▸ TASK DETAILS
For each statement below, say whether it agrees with the farm post that follows. Answer yes or no, and quote the words of the post that decide it.
1. Before this week, the garlic had been irrigated in earlier growing years.
2. Seed crops planted on the same date are put into the same beds.
3. The four brothers arrived on a Friday.

▸ TEXT FOR ANALYSIS
○ ○ ○ ○

Category Archives: Irrigation

Planting, roguing, thinning, watering, and pigs

This week we got all the frost sensitive seed crops into the ground: tomatoes, peppers, eggplants, beans, and some more flowers.

Seed crops planted on the same date go into the same beds. This lets us prepare the beds  at the same time and doesn’t leave unused area to grow weeds. We alternate blocks of Solanaceaes (tomatoes and peppers), beans, and flowers to prevent cross pollination between different varieties. Growing in blocks (rather than long rows) also increases the likelihood of pollination within the same variety.

Warm season annuals are the second big seed crop planting on the farm. Frost hardy crops went in a month ago and are now well established.

I walk the Mizuna patch daily, pulling out early bolters and any less than vigourous plants.

Poppies are also coming along. The bottom row is the density these guys were seeded. The top row has been thinned. Growing your own seed means you can afford heavy seeding since your closets are full of seed.

The poppies and the mizuna enjoyed the drip tape during the previous week’s heat wave.  And speaking of hot and dry …

This week, we irrigated garlic for the first time in my ten years of garlic growing.  Normally, a good mulch keeps the garlic nice and moist. This year though, as we pulled weeds from the straw, the dry soil told me the garlic had depleted the soil moisture. With the garlic already growing faster than usual in the spring heat, I was afraid to stunt the plants by keeping them from drinking.

Of course, the morning after we watered these alliums, the rain came down to our heart’s content. But would it have, if we hadn’t moved sprinklers onto these plants and irrigated for three hours?

And the real big news this week is the arrival of our seasonal guests.

These four brothers arrived on Thursday. They seem to have made the transition here quite smoothly. Now,  they wait for any rogued mizuna plants!

○ ○ ○ ○

▸ THE DATA
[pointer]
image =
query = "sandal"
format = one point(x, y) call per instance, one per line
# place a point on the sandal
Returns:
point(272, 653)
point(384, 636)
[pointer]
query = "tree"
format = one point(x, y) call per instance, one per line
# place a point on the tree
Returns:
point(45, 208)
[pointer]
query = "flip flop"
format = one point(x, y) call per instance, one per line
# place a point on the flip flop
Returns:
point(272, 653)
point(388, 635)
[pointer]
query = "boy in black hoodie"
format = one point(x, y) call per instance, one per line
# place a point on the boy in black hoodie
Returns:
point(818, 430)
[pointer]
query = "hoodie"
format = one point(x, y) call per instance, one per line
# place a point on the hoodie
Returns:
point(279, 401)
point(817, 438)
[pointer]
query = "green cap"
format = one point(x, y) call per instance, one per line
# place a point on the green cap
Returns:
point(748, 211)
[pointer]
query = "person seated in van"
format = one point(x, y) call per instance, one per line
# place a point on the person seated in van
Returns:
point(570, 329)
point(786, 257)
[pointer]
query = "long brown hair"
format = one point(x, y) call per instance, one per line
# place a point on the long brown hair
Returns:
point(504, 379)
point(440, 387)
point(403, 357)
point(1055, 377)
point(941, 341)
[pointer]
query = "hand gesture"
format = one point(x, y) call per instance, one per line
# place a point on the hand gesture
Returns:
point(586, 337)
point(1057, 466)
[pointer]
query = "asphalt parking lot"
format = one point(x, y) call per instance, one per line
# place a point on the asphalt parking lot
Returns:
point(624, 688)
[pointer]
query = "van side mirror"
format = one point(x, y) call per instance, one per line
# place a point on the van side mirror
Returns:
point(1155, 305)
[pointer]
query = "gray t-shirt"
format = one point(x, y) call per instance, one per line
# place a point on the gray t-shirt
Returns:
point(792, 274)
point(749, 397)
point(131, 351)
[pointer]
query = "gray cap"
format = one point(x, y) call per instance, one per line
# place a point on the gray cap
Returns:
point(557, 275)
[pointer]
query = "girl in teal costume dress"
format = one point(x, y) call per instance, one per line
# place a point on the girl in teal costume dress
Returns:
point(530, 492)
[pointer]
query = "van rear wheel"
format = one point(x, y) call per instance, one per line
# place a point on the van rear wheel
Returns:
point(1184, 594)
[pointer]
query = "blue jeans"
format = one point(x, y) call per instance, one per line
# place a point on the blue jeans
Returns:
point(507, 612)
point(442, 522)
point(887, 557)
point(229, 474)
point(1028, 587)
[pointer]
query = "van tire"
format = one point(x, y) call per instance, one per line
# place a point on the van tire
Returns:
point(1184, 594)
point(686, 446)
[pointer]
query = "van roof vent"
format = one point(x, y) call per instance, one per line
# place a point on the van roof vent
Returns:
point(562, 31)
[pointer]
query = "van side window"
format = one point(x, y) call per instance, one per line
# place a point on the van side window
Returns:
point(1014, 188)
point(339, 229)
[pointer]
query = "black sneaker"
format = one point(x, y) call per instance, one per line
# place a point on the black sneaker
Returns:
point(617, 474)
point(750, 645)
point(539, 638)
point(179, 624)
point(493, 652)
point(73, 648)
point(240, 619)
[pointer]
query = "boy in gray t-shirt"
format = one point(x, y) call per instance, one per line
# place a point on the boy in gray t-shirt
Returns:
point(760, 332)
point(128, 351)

○ ○ ○ ○

▸ ANSWER BOX
1. No: "This week, we irrigated garlic for the first time in my ten years of garlic growing."
2. Yes: "Seed crops planted on the same date go into the same beds."
3. No: "These four brothers arrived on Thursday."